> _The task_: Leave every image behind and restate the data word for word.
============================================================
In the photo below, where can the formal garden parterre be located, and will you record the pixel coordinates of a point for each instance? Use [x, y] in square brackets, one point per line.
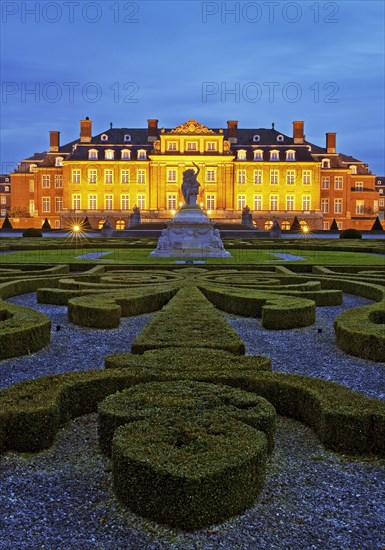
[188, 347]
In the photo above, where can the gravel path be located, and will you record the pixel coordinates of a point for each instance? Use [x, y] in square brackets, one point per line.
[313, 499]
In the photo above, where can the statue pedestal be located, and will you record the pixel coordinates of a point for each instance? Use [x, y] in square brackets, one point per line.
[190, 234]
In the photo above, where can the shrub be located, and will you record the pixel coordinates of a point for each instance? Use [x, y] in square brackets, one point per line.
[32, 232]
[350, 234]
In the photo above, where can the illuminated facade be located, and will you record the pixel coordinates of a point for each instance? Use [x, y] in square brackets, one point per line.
[272, 173]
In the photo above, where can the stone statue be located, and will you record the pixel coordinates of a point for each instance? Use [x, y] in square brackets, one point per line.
[190, 186]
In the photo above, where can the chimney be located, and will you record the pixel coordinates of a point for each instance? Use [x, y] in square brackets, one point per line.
[152, 133]
[331, 142]
[85, 130]
[298, 135]
[54, 140]
[232, 131]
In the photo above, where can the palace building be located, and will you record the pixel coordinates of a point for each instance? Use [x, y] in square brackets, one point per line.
[273, 174]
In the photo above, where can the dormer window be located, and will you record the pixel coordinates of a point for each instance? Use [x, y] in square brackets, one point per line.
[325, 163]
[142, 154]
[126, 154]
[290, 155]
[274, 155]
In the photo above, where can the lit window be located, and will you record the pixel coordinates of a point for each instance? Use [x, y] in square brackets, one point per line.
[257, 202]
[141, 178]
[274, 175]
[258, 176]
[325, 206]
[125, 202]
[338, 182]
[289, 202]
[274, 155]
[290, 177]
[241, 176]
[125, 176]
[290, 155]
[46, 182]
[273, 202]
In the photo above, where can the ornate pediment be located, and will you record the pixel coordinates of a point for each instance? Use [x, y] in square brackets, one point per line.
[192, 127]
============================================================
> _Answer to the exercise_:
In the photo below, where can the formal garden parterre be located, and will you record the pixel coordinates of a point for each instance? Use [x, y] in square brackets, one point per line.
[188, 347]
In the photo above, where can the gravel path be located, and will you record the pixel coordinates of a point for each instance? Use [x, y] in square brackets, one point per line.
[313, 499]
In the photo above, where can the statue pedestal be located, and will you record the pixel coordinates of a point for each instance? Use [x, y] in square brackets, one point per line.
[190, 234]
In the photo above, where can the shrub be located, and will you record the pixel coordinates of a point for each instance? Use [x, y] in square brackets, one point per line.
[32, 232]
[350, 234]
In the photo above, where can the illuminated facade be located, and will you record the pixel coordinates of a point for each instance? Use [x, y] in square brackets, one point per line.
[272, 173]
In the photo above, where can the stone statue be located, and will you record the pixel coordinates of a point for each instance? Use [x, y] in square brackets, one point per line.
[190, 186]
In the photo above, where can the chimney be located, and will you record the pixel coordinates of a point for each instance? Use [x, y] in square brackets, one point per line.
[152, 133]
[331, 142]
[85, 130]
[298, 135]
[54, 140]
[232, 131]
In the photo above, where can the palace building be located, and will you record the pixel coordinates of a point for each instance? Use [x, y] in square brackets, one point per line.
[273, 174]
In the photo above, where can the dormer window be located, and will you record the pixel coordinates of a point for each instance? Use [x, y] in square brackets, one point per line.
[325, 163]
[142, 154]
[126, 154]
[290, 155]
[274, 155]
In the photo above, where can the lit window be located, and will you record the pixel coordinates of a point for each instance? Use [x, y] in square brackets, one point per line.
[257, 202]
[141, 178]
[274, 175]
[258, 176]
[325, 206]
[125, 202]
[338, 182]
[289, 202]
[274, 155]
[290, 177]
[241, 176]
[125, 176]
[290, 155]
[46, 182]
[273, 202]
In the photo above, where can the ornate pediment be located, and will you record the pixel coordinates of a point for each instance? Use [x, y] in square brackets, one point per line.
[192, 127]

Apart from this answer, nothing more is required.